TASK SET =>
[1] Copy the stepfamily advice post word for word, starting at "Keep interacting with" and ending at "what you mean).".
[2] Write the next part of the stepfamily advice post, picking up right after its last sentence.

PASSAGE PROVIDED =>
—————
Keep interacting with your DD, as much as possible, in the same vein as before DSS arrived. Drop the guilt on praising her in DSS earshot, even tho she is only 7 and your 12 year old DSS isn't as good at doing the same things. It won't harm the boy to hear another praised! This change should ease your feeling of being an emotional wreck a little (been there with DSS myself, know what you mean).
You've done a Good Thing taking in your husband's son, the lifelong half sibling to your daughter.
The two kids are different. I don't like labels but my DSS was happily labelled as different, and still is by birth parents and siblings at 19.
So here, me being a bit guilty of projecting my own experience, I can tell you how I see your situation.
Your boy sounds anxious (and shy with social interactions?), but loyal to friends, and with a sense of right and wrong, but he is driven by fear. I wonder if he has black and white thinking, is very self protective, and doesn't see things from others point of view (he smelly if he wees himself, he makes others tired if his alarm wakes them, loses trust if he lies). Your DSS hates confrontation and goes into internal panic.
With maturity these traits could completely be ironed out. He might be 'different' for years. It might be your DSS will have emotional struggles always, after a very difficult start in life. This will be a heartache even more so for DH. Whatever personality your DSS has, he is unique, he is who he is and can make a great contribution to society now and as an adult. He is full of potential and he is in a good place with family now.
You must be shattered. Emotionally and through lack of sleep, and you feel the worries of the world have dropped into yourr previously smoothe running life. It seems you and hubby need to reform as a team, and talk, smile, cuddle and have some fun.
—————
MATERIAL PROVIDED =>
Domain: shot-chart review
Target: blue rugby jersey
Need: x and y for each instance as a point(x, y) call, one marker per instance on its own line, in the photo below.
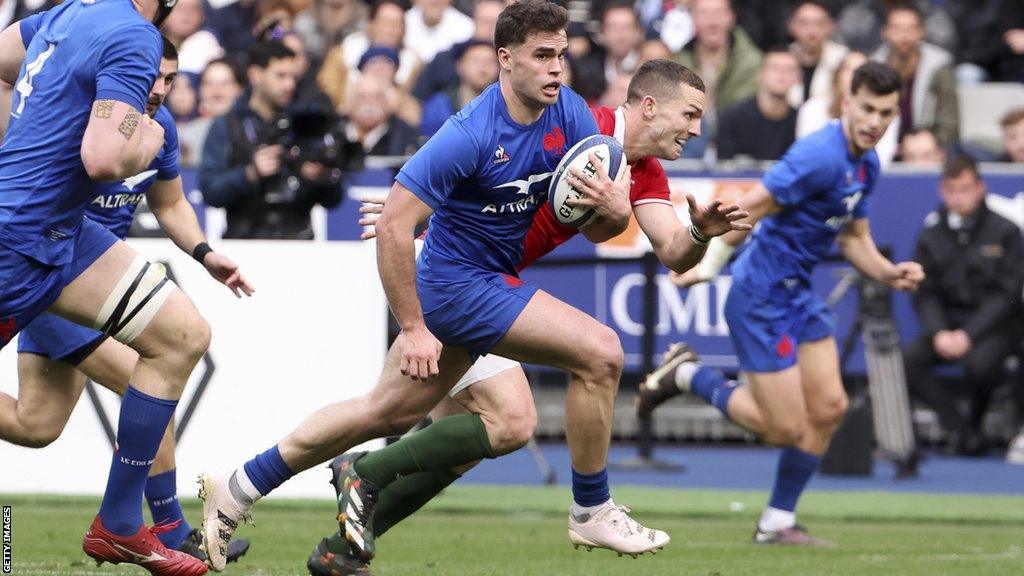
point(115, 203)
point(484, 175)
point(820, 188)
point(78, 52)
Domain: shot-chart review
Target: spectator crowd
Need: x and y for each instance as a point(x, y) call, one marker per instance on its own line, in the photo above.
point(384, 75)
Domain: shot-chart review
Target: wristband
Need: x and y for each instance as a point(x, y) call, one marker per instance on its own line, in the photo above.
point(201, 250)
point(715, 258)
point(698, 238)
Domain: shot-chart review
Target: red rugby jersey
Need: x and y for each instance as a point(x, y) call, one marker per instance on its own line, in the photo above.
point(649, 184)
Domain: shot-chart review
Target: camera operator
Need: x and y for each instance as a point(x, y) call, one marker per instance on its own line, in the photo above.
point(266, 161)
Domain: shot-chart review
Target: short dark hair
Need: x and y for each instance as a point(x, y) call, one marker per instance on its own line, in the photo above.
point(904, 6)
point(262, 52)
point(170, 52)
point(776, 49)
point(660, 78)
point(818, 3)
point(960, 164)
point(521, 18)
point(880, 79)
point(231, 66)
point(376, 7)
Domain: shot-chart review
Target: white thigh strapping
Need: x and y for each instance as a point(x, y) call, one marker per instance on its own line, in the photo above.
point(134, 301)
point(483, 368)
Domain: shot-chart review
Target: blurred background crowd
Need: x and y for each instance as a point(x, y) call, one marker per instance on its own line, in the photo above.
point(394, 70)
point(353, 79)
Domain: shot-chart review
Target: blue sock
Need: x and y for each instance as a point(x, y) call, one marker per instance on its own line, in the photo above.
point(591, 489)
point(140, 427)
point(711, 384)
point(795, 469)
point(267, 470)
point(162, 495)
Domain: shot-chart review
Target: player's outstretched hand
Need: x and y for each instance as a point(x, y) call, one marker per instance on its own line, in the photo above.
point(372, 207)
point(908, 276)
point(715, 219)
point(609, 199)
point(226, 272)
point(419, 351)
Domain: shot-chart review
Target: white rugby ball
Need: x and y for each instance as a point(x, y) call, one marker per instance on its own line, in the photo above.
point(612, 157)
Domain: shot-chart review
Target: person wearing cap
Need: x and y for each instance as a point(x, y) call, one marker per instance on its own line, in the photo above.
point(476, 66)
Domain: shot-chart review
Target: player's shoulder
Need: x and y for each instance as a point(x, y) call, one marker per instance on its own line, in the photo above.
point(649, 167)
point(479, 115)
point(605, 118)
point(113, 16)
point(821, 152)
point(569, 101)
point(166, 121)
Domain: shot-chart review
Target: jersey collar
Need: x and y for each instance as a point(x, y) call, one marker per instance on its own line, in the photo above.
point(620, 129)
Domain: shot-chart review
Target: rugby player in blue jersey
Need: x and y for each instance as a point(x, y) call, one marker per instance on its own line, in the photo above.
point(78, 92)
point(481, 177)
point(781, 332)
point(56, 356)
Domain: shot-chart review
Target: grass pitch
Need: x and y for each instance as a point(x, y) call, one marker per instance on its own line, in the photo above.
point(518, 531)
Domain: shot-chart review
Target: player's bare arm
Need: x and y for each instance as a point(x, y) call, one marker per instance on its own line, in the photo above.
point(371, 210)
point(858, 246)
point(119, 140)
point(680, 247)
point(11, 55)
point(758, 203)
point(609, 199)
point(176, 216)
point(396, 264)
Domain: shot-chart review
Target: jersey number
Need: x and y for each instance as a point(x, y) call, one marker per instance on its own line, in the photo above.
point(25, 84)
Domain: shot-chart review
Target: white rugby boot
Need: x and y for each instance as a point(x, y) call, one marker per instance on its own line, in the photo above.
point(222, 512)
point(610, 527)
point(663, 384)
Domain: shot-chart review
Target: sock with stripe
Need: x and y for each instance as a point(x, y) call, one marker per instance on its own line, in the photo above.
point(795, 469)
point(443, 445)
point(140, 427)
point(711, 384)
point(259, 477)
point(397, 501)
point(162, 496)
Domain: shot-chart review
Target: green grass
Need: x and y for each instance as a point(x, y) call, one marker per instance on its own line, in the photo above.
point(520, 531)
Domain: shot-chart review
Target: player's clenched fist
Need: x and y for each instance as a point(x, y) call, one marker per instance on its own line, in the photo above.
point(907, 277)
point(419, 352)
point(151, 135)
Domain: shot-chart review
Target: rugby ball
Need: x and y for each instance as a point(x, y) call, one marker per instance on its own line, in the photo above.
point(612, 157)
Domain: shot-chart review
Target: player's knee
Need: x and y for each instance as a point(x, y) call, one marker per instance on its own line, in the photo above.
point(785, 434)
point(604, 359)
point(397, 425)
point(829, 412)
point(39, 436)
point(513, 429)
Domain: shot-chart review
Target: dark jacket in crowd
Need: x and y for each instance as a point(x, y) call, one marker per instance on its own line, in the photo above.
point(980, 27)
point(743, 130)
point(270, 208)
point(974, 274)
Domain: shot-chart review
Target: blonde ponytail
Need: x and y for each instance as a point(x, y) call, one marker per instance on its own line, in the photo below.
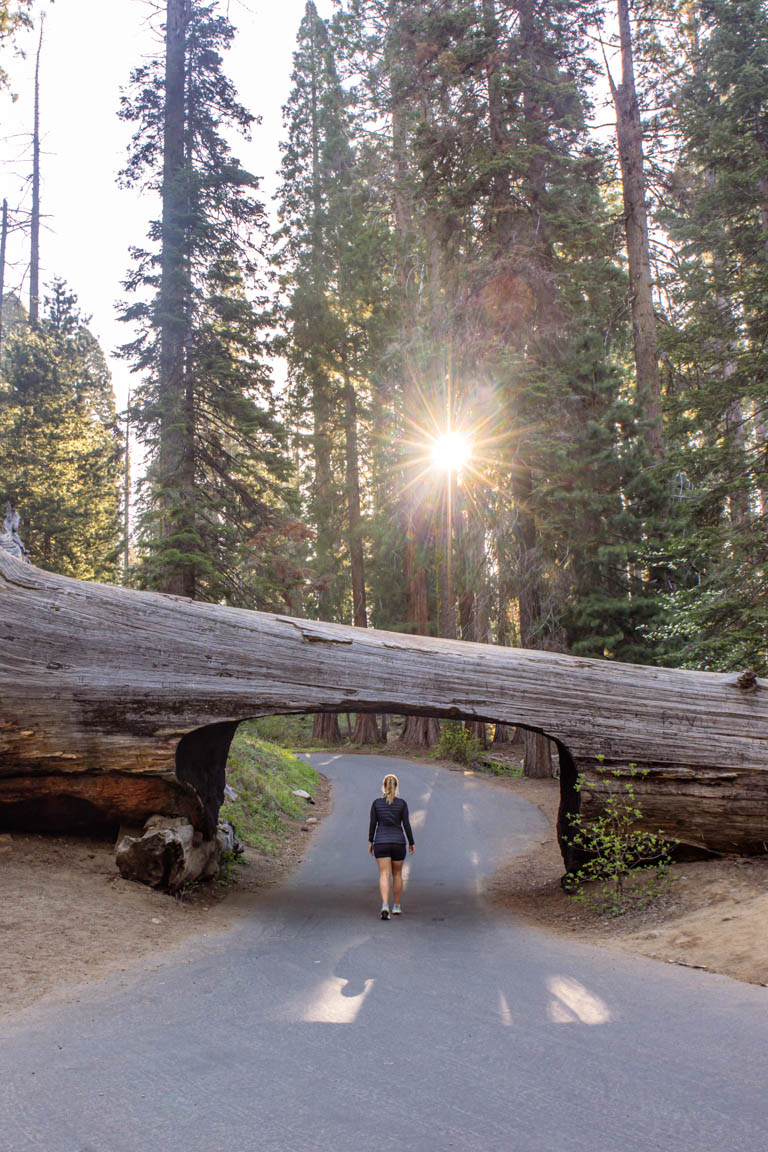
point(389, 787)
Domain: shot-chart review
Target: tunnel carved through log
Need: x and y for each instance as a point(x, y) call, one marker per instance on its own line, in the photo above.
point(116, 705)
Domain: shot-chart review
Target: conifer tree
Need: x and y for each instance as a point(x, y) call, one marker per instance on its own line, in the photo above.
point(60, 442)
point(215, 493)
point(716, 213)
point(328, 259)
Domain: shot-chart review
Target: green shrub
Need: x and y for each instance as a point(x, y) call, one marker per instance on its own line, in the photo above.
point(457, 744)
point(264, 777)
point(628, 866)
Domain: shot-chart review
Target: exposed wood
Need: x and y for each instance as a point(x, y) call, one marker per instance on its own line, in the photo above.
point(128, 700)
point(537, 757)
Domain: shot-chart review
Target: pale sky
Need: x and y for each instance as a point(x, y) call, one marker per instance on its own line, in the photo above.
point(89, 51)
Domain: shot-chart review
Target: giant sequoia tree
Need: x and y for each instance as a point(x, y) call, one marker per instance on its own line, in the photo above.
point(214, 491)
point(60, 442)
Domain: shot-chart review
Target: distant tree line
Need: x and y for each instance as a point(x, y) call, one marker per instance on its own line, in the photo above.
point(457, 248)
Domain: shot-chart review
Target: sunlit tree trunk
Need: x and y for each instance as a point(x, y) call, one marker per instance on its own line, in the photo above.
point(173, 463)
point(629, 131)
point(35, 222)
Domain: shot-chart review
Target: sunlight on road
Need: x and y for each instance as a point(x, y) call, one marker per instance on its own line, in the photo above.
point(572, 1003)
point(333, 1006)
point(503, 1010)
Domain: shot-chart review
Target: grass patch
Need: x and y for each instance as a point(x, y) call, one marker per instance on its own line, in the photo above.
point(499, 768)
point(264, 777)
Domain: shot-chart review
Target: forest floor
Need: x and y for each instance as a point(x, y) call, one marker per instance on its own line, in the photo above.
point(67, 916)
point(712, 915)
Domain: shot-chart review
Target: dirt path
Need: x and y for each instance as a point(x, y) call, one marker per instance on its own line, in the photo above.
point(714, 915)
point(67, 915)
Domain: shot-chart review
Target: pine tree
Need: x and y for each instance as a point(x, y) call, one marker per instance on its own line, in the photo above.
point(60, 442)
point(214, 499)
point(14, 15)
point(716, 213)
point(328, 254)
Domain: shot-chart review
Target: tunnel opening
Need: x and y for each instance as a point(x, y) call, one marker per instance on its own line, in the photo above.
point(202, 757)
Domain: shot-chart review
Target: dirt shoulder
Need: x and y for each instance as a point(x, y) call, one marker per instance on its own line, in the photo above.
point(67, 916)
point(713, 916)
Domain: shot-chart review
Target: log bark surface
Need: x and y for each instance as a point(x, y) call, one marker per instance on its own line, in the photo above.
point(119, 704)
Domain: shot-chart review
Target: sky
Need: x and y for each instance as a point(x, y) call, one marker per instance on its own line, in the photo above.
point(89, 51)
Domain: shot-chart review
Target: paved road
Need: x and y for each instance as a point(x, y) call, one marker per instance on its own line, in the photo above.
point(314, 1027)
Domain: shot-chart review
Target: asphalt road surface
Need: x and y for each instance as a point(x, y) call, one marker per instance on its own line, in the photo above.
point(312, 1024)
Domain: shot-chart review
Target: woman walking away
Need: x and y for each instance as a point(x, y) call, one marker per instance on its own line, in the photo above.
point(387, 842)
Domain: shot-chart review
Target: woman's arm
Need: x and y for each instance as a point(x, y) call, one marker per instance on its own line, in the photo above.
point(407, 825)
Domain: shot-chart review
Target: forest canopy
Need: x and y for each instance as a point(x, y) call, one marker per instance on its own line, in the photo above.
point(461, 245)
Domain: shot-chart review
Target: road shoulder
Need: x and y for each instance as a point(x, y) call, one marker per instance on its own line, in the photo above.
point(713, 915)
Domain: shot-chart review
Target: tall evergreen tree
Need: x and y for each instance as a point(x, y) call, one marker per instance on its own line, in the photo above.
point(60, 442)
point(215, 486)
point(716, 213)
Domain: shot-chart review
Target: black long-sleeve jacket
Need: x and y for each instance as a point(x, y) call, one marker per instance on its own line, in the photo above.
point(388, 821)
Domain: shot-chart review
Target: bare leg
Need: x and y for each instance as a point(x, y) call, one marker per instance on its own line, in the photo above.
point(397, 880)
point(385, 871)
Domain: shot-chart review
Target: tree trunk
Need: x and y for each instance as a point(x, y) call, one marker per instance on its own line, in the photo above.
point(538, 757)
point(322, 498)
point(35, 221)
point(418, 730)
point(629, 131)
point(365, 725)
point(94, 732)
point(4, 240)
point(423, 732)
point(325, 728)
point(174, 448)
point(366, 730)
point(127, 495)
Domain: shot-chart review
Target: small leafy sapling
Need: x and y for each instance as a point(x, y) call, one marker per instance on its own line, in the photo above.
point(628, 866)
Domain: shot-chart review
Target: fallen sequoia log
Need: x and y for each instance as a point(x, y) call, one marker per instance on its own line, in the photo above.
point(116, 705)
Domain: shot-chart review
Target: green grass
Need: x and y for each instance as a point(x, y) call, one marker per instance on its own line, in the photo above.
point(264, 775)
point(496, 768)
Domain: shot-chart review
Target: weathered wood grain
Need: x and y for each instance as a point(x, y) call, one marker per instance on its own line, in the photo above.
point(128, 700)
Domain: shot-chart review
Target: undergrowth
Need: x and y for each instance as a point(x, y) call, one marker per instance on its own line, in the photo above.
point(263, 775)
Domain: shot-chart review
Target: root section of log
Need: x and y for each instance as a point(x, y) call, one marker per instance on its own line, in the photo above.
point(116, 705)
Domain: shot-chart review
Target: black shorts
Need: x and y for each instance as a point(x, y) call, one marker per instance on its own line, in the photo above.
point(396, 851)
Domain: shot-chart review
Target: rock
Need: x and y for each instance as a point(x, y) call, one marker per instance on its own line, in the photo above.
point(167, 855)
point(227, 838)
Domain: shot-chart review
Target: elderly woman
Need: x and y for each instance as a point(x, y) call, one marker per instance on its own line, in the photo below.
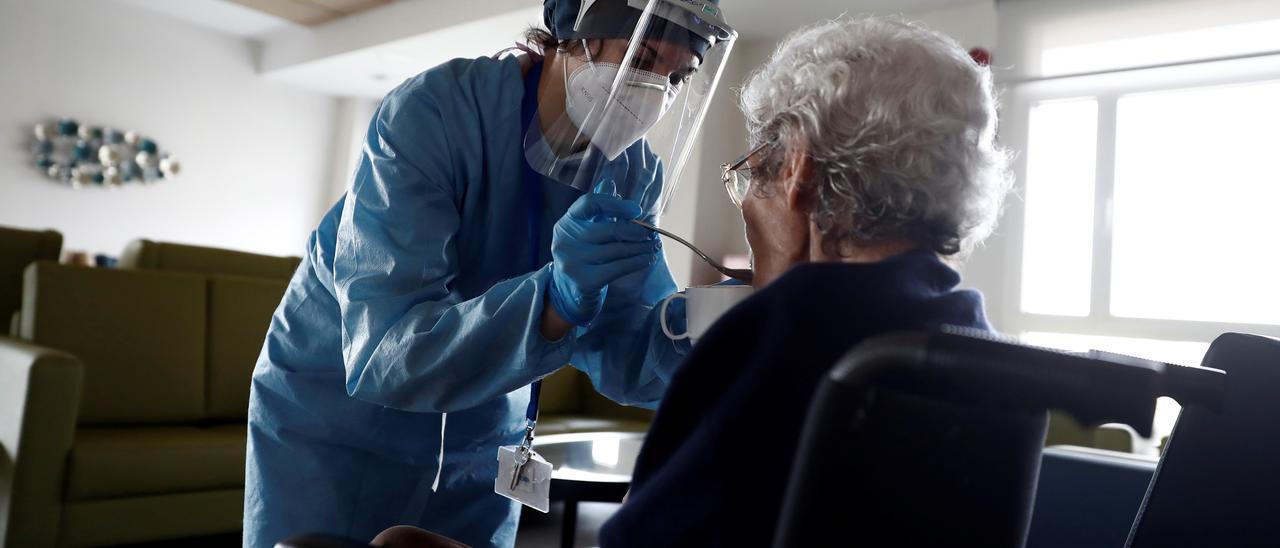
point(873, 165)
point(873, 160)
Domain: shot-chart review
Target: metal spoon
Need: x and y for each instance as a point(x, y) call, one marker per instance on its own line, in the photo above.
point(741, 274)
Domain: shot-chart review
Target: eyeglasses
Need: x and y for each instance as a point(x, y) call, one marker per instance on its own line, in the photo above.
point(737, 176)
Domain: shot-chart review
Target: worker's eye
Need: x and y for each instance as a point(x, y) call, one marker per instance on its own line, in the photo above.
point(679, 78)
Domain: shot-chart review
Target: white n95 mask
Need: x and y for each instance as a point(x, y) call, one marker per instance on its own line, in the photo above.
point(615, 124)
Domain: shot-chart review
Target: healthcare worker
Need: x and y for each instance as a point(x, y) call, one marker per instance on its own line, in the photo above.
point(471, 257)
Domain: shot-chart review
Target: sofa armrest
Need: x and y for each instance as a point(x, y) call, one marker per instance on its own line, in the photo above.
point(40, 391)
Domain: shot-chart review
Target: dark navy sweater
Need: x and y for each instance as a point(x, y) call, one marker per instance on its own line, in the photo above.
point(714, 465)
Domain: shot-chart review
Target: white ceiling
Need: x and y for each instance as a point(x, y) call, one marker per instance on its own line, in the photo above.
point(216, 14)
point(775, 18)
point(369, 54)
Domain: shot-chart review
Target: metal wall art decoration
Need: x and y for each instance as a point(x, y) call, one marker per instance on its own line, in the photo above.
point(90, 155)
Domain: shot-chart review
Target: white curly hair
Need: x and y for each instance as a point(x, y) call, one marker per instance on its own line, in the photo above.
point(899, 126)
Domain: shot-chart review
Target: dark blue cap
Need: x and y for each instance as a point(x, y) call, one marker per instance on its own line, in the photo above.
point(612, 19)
—————
RESPONSES IN ORDER =>
[1]
Keep interacting with your DD, as much as possible, in the same vein as before DSS arrived. Drop the guilt on praising her in DSS earshot, even tho she is only 7 and your 12 year old DSS isn't as good at doing the same things. It won't harm the boy to hear another praised! This change should ease your feeling of being an emotional wreck a little (been there with DSS myself, know what you mean).

[2]
You need to shift the emotional burden and decision of parenting style and medical help needed, onto your DH. He might be happier feeling he is doing something and admired for it. And then you can wholeheartedly support DH.
I too, lean away from the heavy chats and try far harder just to naturalise casual conversation full of loving support and occasional gentle chastisement, or emotional grounding for my DSS who, I describe it as, can't see 360 degrees. He just has his one angle. However, he is capable of learning if I point things out gently. Any poor tone from anyone leads him to anger (or occasionally tears).
Go gently on yourself and try to absorb you are doing your best. Your husband needs to know you don't judge the boy or hubby as a failure. Tell DH youre happy but tired and let DH gift you sleep/tea out with DD/ time off. Admire your husband's good traits out loud to him and allow DH to be the stronger, more involved parent.
You sound a fab step mum. Get some renewed energy.. Try to give yourself a week long "emotional-holiday" of not fretting so so much. Just Be. Live in the moment.
Treat DD to some mum time.
Gawd knows how you solve the money issues? Get a Saturday job in a nice calm adult only environment (hotel/spa/estate agency??)??
Apologies this is long. Your experience touched me.